Q3: Do the local owners generally prefer tenders or auctions, or private discussions with potential buyers? Do they have any special expectations from Chinese investors?
With the exception of the public takeover, which is very rare in the German market, a company acquisition is generally handled either by way of an auction procedure or through exclusive negotiations between two parties. The process of acquiring large to medium-sized companies often involves well-structured auction processes that are led by investment banks and adhere to international market standards. For smaller companies, it often comes to the involvement of M&A advisors for the contact finding between potential partners.
The main expectation M&A advisors have is that the Chinese bidder is well prepared and has a team of advisors and decision makers set up to bring the transaction to a quick closing.
Q4: Will there be any risk of expropriation by the government, and in the case of government expropriation or condemnation of land or other assets acquired by the foreign investor, what would be the compensation, if any?
Theoretically there are certain provisions in the law for specific areas and under strict conditions which allow expropriation by the government. However, there have not been expropriations in Germany since 1950.
From our perspective, once approved, investments of Chinese investors in Germany are secure and there will be basically no expropriation of any kind.
In addition, according to the Agreement between China and Germany on the Encouragement and Reciprocal Protection of Investments[1], the German government shall provide the same conditions for the protection of Chinese investments.
Q5: Will it affect the Chinese investor’s ability to invest in Germany if it is included in the Entity List of the Bureau of Industry and Security under the U.S. Department of Commerce? To be on the list means the Chinese investor is subject to U.S. export control.
It is our understanding that there is no direct relevance to these US sanctions lists for the German or EU domestic investment. The evaluation of a proposed transaction will be done based on German and EU laws which currently do not provide for comparable black list.

----

▸ **To do**: Write the next part of the Q&A on Chinese investment in Germany, starting after its answer about the U.S. Entity List.

▸ **Dataset excerpts**:
----

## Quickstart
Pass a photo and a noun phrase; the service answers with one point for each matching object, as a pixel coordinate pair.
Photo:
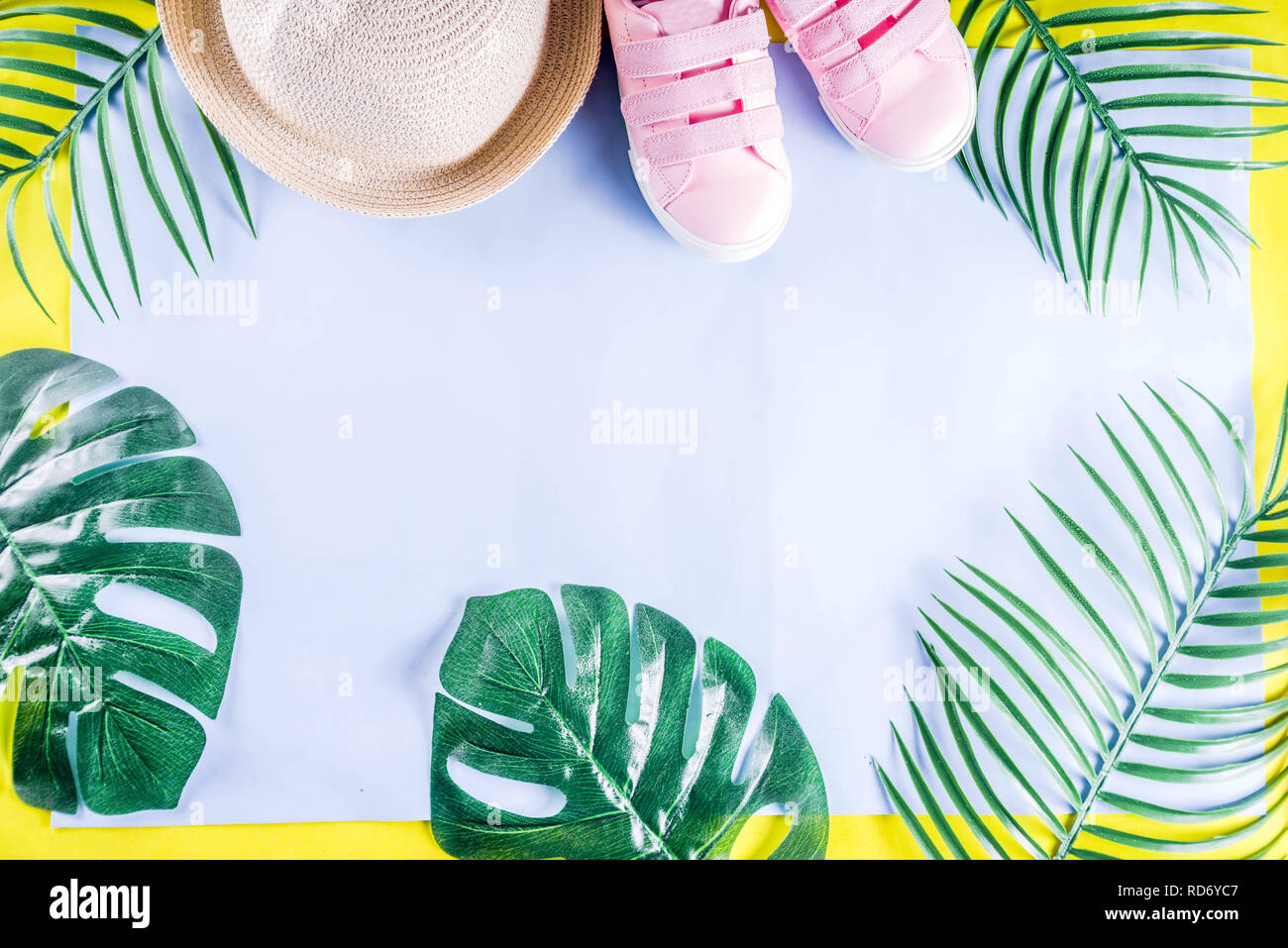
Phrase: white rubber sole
(913, 165)
(708, 250)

----

▸ **Reply**:
2. Regulatory Compliance
Q1: Is there a foreign investment approval regime in Germany? If there is, what are the procedures, requirements and timeline to obtain foreign investment approval assuming there are no substantive national security risks associated with the investment? Is there any difference between taking minority stake and acquiring all or majority shares in the target?
The German foreign investment screening regime consists of two distinct review systems. First of all, the sector-specific review is applicable to a purchase of companies involved in the production of weapons, military equipment, and IT security products. If an investor from outside the EU acquires interests in such companies, a mandatory filing obligation comes into effect.
Second, regarding the cross-sector review, the German law designates 27 specific sectors as "critical infrastructure". Acquisitions of companies in these sectors or companies developing software in such sectors require mandatory filings once the voting rights threshold of 10%, 20%, or 25% is reached. In all other cases, notification is voluntary. However, investors can seek government clearance of the transaction. Without such clearance, seller and buyer of a transaction run the risk that the ministry of economy will retroactively order the transaction to be unwound if it threatens the security interests of Germany.
For both cross-sector and sector-specific reviews, the authority has a 2-month window, starting from the date of the purchase agreement's conclusion, to approve the transaction or initiate a second-phase investigation. If the authority fails to initiate the investigation within this time frame, the transaction is deemed to be approved. In case the authority decides to initiate an investigation, it has 4 months to reach a final decision.
Q2: Are there any restrictions on Chinese investors to acquire land or real estate in Germany? Will it be different if the acquisition is made through a local subsidiary of the Chinese investor? If acquired, is there a limit of time to the title or ownership?
According to our knowledge, there are currently no legal limitations imposed on cross-border real estate investments in Germany.
Q3: Is there an anti-trust regime that applies to mergers, acquisitions or business concentration in Germany? What is the threshold for filing to such anti-trust authority?
The acquisition of shares in a German company may require clearance from the Federal Cartel Office (Bundeskartellamt) and/or the European Commission, as per the anti-trust laws of Germany and the EU. The driving point of such anti-trust clearance is to regulate the conduct and organization of businesses in order to promote competition and prevent unjustified monopolies.
In addition, considering the protection of competitive conditions in the EU single market, the EU has implemented the Foreign Subsidies Regulation and its implementing rules. In the process of anti-monopoly operator concentration declaration, if it may involve foreign subsidies that meet certain conditions, operators need to report the receipt of specific foreign subsidies in the anti-monopoly concentration declaration.
Q4: Are there any legal or regulatory restrictions on shareholding, payment schedule and payment method, governing law and venue of dispute resolution, or on other aspects of the acquisition?
No, there are currently no such restriction in force in Germany.
3. Foreign Exchange and Capital Flow
Q1: Is there a foreign exchange control regime in Germany? Are there any official exchange rate that is different from the market rate? Are there any quotas or other restrictions on foreign exchange?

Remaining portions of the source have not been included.